> _Texto para leitura_:

==*==

André Henriques fê-lo; a medo, deixou o trabalho na área da consultoria, em grande medida pelo que sempre esteve do outro lado da porta, a música. “Ao fim de uns anos começas a pensar se mereces mais vinte e tal anos daquilo até te reformares, ou se os teus filhos merecem que chegues a casa infeliz e sem vontade de ir trabalhar na segunda-feira. O que fiz foi um risco do caraças mas foi mesmo aquela coisa de ‘vou saltar’. Olhar ao espelho e perceber que não posso fazer uma coisa que me deixa infeliz.”

Cajarana, título do disco e alcunha de infância, é o seu primeiro álbum fora dos Linda Martini, chegou em Março e está voltado para uma imagem sem necessidade de representação de outros. A família, a música, os dias cabem todos na escrita, crus, como um diário. “Sempre fui muito observador, gosto de estar na mesa do café e de encontrar no quotidiano coisas mundanas em que a maioria não consegue ver beleza. Gosto de pegar nisso.”

No grupo, diz, há sempre uma preocupação, mesmo que inconsciente, de ser a voz do todo. “Com o meu nome estampado na bolacha não há disso.” A falta dos companheiros assustou-o mas, contas feitas, resultou num disco mais pessoal, mais exposto. “Os meus filhos, a ideia de trabalho. Porque não tenho essa preocupação de representar outras pessoas.”

Deu-se um reencontro com os muitos Andrés que tem dentro. Ele, que se dilui na banda, que escreve para outros intérpretes, tinha agora pela frente um livro em branco, com duas canções de sobra atadas às páginas, sem saber o que lhes fazer. “Tinha acabado de responder a umas quantas encomendas e fiquei com duas canções, a ‘Platão Pediu Um Gin’ e a ‘Para Me Aleijar’. Pela primeira vez, olhei para elas e pensei ‘não faz muito sentido levar já isto para o contexto de banda’ e ao mesmo tempo foi aquela vontade de ‘e se fosse eu a cantar?’”. Foi o rastilho. Daí em diante, aconteceu tudo sem retrovisor.

A ajudá-lo esteve o brasileiro Ricardo Dias Gomes, que já havia trabalhado com Caetano Veloso e a quem agradece. “A cena com o Ricardo surgiu porque percebi logo a ideia de não querer ser o cantor romântico a apelar ao coração das quarentonas para fazer música triste com acordes menores. Não me apetecia isso, cair naquele lugar comum de um gajo e uma viola. Queria ter alguém que tocasse coisas que não toco, instrumentos de teclas, sintetizadores, mas também alguém que me ajudasse na fase de registar as canções de forma mais profissional.”

==*==

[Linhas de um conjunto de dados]
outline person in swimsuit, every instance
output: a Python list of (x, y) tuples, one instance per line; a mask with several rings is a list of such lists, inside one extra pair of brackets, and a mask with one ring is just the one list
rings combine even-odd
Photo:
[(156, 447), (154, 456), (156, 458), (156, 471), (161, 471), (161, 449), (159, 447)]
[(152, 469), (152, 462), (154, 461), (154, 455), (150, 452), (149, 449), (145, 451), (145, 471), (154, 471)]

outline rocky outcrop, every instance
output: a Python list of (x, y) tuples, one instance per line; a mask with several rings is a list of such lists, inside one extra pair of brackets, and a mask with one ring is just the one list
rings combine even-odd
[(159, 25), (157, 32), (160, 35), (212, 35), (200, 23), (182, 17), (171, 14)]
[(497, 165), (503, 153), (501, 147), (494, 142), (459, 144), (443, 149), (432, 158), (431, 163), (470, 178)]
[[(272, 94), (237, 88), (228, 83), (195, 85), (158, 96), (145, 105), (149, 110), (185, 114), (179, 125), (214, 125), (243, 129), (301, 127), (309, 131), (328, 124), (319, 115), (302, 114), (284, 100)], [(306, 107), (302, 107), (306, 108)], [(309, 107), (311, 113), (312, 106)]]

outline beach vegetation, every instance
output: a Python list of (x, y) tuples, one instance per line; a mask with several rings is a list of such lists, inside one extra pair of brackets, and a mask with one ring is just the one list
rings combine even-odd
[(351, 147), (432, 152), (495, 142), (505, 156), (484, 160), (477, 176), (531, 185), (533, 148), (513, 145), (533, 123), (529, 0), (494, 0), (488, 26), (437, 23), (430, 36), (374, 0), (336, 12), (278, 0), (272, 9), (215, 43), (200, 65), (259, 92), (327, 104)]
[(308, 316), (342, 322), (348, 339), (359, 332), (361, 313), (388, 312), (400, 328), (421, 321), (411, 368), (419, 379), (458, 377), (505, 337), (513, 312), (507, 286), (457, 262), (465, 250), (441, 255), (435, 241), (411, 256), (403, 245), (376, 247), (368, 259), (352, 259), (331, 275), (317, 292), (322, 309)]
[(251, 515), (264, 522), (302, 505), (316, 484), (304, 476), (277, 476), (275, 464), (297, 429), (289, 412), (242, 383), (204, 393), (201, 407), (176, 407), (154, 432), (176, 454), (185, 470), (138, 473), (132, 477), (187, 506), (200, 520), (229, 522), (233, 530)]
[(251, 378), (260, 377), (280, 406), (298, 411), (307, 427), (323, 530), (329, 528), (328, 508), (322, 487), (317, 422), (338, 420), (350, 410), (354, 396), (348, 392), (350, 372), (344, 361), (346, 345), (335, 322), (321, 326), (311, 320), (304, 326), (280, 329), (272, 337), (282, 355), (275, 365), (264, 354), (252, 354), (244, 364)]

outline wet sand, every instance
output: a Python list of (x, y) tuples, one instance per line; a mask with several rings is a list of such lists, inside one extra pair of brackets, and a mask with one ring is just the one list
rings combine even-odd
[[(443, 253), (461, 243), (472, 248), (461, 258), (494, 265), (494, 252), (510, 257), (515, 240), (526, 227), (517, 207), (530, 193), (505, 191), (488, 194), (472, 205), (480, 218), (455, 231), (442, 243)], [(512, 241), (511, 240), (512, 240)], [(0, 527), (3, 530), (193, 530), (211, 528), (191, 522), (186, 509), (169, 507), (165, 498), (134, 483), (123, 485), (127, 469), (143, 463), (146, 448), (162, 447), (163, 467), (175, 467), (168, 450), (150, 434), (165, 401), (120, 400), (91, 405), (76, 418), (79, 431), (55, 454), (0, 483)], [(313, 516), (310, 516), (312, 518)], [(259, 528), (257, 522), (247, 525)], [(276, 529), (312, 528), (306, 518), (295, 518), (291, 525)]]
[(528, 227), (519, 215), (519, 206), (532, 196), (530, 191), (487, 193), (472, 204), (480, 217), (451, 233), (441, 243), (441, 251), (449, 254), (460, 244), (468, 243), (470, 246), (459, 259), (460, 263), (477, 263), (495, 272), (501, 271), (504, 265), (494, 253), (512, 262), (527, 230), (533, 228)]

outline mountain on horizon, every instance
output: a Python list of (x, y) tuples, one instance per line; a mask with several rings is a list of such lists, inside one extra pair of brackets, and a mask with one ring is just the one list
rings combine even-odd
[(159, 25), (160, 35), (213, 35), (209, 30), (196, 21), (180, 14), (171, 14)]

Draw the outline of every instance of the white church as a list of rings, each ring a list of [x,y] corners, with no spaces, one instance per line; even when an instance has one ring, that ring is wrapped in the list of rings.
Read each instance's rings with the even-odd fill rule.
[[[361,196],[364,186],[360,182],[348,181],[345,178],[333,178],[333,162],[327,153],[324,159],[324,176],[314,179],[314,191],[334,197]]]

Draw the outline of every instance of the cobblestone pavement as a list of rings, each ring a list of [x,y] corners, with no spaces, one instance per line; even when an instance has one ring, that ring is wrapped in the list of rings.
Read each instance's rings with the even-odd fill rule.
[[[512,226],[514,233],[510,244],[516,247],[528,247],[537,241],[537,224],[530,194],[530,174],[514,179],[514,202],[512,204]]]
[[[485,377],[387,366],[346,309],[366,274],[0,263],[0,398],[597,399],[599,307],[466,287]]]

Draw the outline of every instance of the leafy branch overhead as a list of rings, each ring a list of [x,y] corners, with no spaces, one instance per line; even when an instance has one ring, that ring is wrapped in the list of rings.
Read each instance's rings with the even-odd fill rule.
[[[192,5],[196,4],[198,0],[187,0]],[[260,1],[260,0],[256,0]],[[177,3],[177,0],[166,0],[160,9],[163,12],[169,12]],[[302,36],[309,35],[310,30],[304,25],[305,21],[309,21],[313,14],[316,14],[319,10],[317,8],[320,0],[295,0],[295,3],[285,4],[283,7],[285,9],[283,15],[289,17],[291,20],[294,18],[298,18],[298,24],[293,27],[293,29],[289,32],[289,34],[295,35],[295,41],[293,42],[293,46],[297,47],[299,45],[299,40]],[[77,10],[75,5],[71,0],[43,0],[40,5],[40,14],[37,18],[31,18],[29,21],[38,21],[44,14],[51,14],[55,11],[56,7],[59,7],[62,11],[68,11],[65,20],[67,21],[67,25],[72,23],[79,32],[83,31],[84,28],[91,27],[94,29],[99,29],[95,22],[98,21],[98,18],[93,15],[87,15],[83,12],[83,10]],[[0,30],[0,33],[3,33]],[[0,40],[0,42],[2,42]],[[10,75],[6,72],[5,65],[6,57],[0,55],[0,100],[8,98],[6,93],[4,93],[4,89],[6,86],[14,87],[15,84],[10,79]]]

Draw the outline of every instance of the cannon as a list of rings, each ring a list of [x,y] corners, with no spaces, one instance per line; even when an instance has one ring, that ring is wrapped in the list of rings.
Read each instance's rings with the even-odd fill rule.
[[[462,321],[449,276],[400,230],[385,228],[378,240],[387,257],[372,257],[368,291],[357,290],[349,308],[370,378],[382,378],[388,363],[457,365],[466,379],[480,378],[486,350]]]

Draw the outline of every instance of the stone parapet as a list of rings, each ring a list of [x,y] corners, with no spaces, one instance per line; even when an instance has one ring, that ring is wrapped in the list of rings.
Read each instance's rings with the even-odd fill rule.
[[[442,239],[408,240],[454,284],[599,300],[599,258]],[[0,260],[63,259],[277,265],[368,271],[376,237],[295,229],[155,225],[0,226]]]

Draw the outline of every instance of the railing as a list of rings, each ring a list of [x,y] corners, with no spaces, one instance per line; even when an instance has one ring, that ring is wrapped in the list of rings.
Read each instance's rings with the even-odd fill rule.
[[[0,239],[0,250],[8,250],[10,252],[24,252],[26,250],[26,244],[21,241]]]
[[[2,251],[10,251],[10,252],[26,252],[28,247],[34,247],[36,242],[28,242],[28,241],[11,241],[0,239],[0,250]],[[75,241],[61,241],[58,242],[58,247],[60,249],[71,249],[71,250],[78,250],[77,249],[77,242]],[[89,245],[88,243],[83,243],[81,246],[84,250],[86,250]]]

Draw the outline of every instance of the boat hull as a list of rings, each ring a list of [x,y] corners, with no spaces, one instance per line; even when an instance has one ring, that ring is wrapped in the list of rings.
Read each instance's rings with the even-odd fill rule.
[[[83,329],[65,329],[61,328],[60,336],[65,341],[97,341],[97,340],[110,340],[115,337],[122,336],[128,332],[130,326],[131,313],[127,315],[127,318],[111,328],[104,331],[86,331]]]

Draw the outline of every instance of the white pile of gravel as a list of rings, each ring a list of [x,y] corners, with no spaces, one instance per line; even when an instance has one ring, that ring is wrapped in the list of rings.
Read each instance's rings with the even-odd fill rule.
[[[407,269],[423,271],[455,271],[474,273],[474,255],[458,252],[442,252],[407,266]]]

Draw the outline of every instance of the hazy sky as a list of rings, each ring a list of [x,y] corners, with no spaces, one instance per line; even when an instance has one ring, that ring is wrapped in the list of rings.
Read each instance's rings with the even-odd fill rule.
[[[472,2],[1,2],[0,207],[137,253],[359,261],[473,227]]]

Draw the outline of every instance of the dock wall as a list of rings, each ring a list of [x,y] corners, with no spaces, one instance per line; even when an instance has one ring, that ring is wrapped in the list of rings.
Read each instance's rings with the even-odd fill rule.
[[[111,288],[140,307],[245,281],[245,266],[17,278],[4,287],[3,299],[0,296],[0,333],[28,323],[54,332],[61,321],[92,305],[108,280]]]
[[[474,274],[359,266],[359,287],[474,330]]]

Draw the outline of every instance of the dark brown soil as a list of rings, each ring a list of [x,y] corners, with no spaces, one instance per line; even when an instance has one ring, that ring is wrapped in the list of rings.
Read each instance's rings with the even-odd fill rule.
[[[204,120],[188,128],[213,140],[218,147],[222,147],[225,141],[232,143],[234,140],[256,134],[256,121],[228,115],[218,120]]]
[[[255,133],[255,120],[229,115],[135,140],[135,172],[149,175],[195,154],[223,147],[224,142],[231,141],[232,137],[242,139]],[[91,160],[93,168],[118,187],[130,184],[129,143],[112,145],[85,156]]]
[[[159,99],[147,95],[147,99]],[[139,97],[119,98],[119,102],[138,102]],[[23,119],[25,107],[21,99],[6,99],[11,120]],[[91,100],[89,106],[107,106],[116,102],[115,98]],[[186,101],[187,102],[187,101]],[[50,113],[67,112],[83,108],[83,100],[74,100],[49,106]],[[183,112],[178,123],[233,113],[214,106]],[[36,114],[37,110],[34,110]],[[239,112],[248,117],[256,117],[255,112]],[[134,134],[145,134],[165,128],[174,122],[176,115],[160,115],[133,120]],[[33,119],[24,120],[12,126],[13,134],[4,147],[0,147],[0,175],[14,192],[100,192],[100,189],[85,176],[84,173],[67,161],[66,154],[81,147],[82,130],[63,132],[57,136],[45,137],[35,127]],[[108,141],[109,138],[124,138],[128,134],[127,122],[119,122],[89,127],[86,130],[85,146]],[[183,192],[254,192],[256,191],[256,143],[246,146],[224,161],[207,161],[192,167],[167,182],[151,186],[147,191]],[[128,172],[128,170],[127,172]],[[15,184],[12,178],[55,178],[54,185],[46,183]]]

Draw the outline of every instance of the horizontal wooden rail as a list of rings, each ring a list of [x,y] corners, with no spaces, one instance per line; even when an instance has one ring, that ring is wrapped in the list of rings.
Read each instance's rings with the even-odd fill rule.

==*==

Prossiga o texto sobre André Henriques e o álbum Cajarana, começando logo após a última frase. As entradas não têm qualquer relação com o texto.

O resultado foi um conjunto de 12 faixas, bordadas com simplicidade mas não necessariamente limpas. Em “Pai e Mãe e Bichos”, por exemplo, ecoa: “quem pode ser livre se domesticar os sonhos”. Mas não é assim a realidade? “Sim, foi o que fiz muitos anos. Não me permitia fazer coisas que queria fazer por questões financeiras, familiares, âncoras que vais semeando ao longo da vida. Essa canção e a ‘Casa na Praia’ falam muito sobre o facto de trabalhar em consultoria e recursos humanos tantos anos e, se foi a música que me balançou, também foi ela que acabou por ter peso para sair.” E a faixa de abertura, “Espelho Meu”, é quase uma síntese do músico, um elogio à forma como o que não está planeado pode florescer.

Cajarana pode não ser o disco que os fãs de Linda Martini carregam ao peito, pode não ser consensual dentro da indústria, mas tem coragem. “Este disco é um óvni. Fiz isto em dois meses sem olhar para trás, ou seja, a canção estava feita, vamos para a próxima. Foi um exercício diferente e eu sou um gajo ansioso. Quando me meto numa coisa, fico absorvido. Às vezes sou um chato do caraças com quem gravita à minha volta. Foi uma coisa meio toca e foge. Preciso de deixar marinar, que os outros o ouçam, que as pessoas escrevam sobre ele”. Mas o precedente, esse, já está aberto. “Não sei se vai ter mais discos dentro, mas é uma coisa gira.”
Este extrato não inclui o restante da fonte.